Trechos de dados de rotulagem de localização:
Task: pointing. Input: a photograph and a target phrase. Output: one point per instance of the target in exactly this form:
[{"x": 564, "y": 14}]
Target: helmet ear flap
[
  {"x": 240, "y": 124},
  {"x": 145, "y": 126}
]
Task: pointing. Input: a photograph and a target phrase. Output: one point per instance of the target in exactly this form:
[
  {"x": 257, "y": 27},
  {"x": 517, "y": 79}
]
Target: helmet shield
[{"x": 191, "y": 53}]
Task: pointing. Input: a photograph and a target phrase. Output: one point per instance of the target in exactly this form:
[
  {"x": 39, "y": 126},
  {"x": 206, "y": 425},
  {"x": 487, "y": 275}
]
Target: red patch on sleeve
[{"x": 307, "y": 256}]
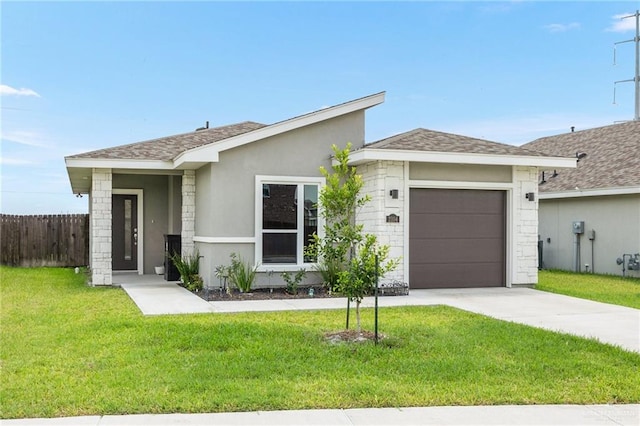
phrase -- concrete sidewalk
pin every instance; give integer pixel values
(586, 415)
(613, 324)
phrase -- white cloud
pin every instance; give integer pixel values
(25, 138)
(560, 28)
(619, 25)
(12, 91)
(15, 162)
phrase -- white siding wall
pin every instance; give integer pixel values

**O que fazer**
Reproduza textualmente todos os dados acima, do começo ao fim, deixando as imagens de fora da resposta.

**Solução escrita**
Task: pointing. Input: a photograph and a target phrase. Output: one point per instance of the target in exactly this form:
[{"x": 564, "y": 14}]
Target: helmet ear flap
[
  {"x": 240, "y": 124},
  {"x": 145, "y": 126}
]
Task: pointing. Input: a photograph and a target phrase. Output: one point per instance of the target in exactly this form:
[
  {"x": 257, "y": 27},
  {"x": 517, "y": 79}
]
Target: helmet shield
[{"x": 191, "y": 53}]
Task: pointing. Input: a photograph and a target phrase. Output: one point per instance of the target in exactly this form:
[
  {"x": 39, "y": 126},
  {"x": 206, "y": 425},
  {"x": 487, "y": 275}
]
Target: red patch on sleeve
[{"x": 307, "y": 256}]
phrase -- concrete sidewalk
pin every instance; give integer pixel values
(586, 415)
(613, 324)
phrase -- white cloud
pin every instance; give integer pixel values
(25, 138)
(560, 28)
(619, 25)
(12, 91)
(15, 162)
phrase -- white siding wall
pin every instance; give integer pixel values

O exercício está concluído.